AZIONI RICHIESTE:
1. Secondo il segmento del documento, con quale soprannome i romani chiamavano la società che gestiva le tranvie per Tivoli e per Marino?
2. Riproduci fedelmente, senza alcuna modifica, tutte le righe del dataset riportate più sotto.
**** SEGMENTO DEL DOCUMENTO ****
Lo sviluppo della rete minore del Lazio aveva prodotto, nel secolo XIX,
due linee tranviarie ed una ferrovia: le prime collegavano Roma con Tivoli
e con Marino via Portonaccio-Ciampino (entrambe gestite dalla "Società per
le Tranvie e le Ferrovie Economiche di Roma, Milano, Bologna, etc",
chiamata dai romani “la Belga” per via dell'origine dei proprietari: i
belgi ebbero un ruolo primario e non del tutto pulito nello sviluppo delle
linee secondarie, e non solo nel Lazio): la ferrovia, in sede propria,
muoveva da Albano e portava a Nettuno passando per Cecchina, Campoleone e
Aprilia, successivamente prolungata a Roma nel 1889 sfruttando
l'itinerario della tranvia Roma-Marino nel tratto Bivio Mandrione (oggi
Stazione Casilina)-Ciampino (quello stesso itinerario sul quale, nel
tratto Capannelle-Tavolato, correranno in seguito i tram della STEFER per
Capannelle, Genzano e Velletri). La "grande rete", volendo intendere con
questa definizione le linee che ancora oggi costituiscono il sistema
ferroviario delle FS, iniziata con le due linee pontificie per Frascati
(1857), e Civitavecchia (1859), fu ampliata dopo la presa di Roma con le
linee Viterbo-Attigliano (1886), Roma-Tivoli-Sulmona (1887),
Velletri-Terracina
(1892), Roma-Viterbo (1894), Capranica-Ronciglione
(1894), nonché a mezzo delle successive diramazioni dalle linee
principali, ovvero la Pontegalera (oggi
Ponte Galeria)-Fiumicino
(1878), la Palo-Ladispoli
(1887), la Velletri-Segni
(1892), e la connessione trasversale Sparanise-Formia
del 1898: mancano nell'elenco la direttisima Roma-Napoli via Formia e la Civitavecchia-Orte,
aperte all’esercizio negli anni ’20. |
Come si
vede la rete ferroviaria statale era già allora quella che opera ancora
oggi, salvo successivi rimaneggiamenti o chiusure che non hanno intaccato
il disegno a suo tempo tracciato, ed andare oltre non era ragionevolmente
possibile. Per comprendere appieno qual’era questo limite che la rete
ordinaria non volle superare abbiamo già detto che non si mise mai mano
alla costruzione della più volte proposta ferrovia Roma-Corese-Rieti. |
Salta immediatamente all'occhio la
scarsa iniziativa privata che si riflette, del resto, sulla generale
situazione dell'intera penisola italiana. La grande rete ferroviaria,
ancora suddivisa nelle quattro realtà che diedero poi vita, nel 1905, alle
Ferrovie dello Stato, contava su 12.643 Km di fer- rovia a doppio e
semplice binario contro 3.246 Km di linee "concesse all'industria privata"
**** RIGHE DEL DATASET ****
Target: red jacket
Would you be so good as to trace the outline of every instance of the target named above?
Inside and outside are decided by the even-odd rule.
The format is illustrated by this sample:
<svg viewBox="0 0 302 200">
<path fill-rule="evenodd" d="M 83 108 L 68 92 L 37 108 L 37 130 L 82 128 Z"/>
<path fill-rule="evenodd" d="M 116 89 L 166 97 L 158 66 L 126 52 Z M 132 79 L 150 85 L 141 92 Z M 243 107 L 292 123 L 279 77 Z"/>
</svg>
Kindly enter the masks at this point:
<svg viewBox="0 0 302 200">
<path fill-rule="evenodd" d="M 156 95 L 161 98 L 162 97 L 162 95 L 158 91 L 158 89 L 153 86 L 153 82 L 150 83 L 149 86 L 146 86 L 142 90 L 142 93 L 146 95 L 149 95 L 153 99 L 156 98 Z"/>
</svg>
****
RISPOSTE SCRITTE:
1. I romani la chiamavano «la Belga», per via dell'origine dei proprietari.

2.
Target: red jacket
Would you be so good as to trace the outline of every instance of the target named above?
Inside and outside are decided by the even-odd rule.
The format is illustrated by this sample:
<svg viewBox="0 0 302 200">
<path fill-rule="evenodd" d="M 83 108 L 68 92 L 37 108 L 37 130 L 82 128 Z"/>
<path fill-rule="evenodd" d="M 116 89 L 166 97 L 158 66 L 126 52 Z M 132 79 L 150 85 L 141 92 Z M 243 107 L 292 123 L 279 77 Z"/>
</svg>
Kindly enter the masks at this point:
<svg viewBox="0 0 302 200">
<path fill-rule="evenodd" d="M 156 95 L 161 98 L 162 97 L 162 95 L 158 91 L 158 89 L 153 86 L 153 82 L 150 83 L 149 86 L 146 86 L 142 90 L 142 93 L 146 95 L 149 95 L 153 99 L 156 98 Z"/>
</svg>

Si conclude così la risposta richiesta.